# [What this task involves]
A word-for-word repetition of the records beneath this task is the expected answer.

#### Raw data ####

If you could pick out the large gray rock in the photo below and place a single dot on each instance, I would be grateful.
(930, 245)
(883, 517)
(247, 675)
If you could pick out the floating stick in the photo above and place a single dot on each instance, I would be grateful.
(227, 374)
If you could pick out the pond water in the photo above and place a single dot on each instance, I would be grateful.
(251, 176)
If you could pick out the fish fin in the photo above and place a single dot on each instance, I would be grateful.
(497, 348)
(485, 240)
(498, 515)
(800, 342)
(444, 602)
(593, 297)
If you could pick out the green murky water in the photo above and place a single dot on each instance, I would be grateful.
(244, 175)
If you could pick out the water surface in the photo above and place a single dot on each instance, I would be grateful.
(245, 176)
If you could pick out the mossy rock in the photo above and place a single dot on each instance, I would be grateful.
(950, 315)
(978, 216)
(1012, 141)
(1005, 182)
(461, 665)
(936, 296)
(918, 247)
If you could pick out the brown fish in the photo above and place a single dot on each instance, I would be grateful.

####

# [Task result]
If you could pick out the large gray rock in the photo below and place a single dot on each instance, I would be grateful.
(930, 245)
(883, 517)
(247, 675)
If you could pick out the floating stick in the photo above and place a single dot on each instance, I would be grateful.
(227, 374)
If you could pick out the pond water in the photo above and place a single dot on each instance, I would be grateful.
(251, 176)
If you could pick out the fish fin in the photo above and place a single dot on each instance, I would be grateful.
(497, 348)
(485, 240)
(498, 515)
(800, 342)
(444, 602)
(593, 297)
If you could pick out the green murky water in the photo above and place a single dot on each instance, I would be grateful.
(244, 175)
If you could pick out the water surface in the photo above and place a single dot on each instance, I would be grateful.
(245, 176)
If you could pick out the mossy rock in the photo above and place a single dot on each instance, I would be grateful.
(950, 315)
(978, 216)
(1012, 141)
(1005, 182)
(461, 665)
(936, 296)
(918, 247)
If you could pick out the brown fish in the photo above and place a single dot on each instance, I would be grateful.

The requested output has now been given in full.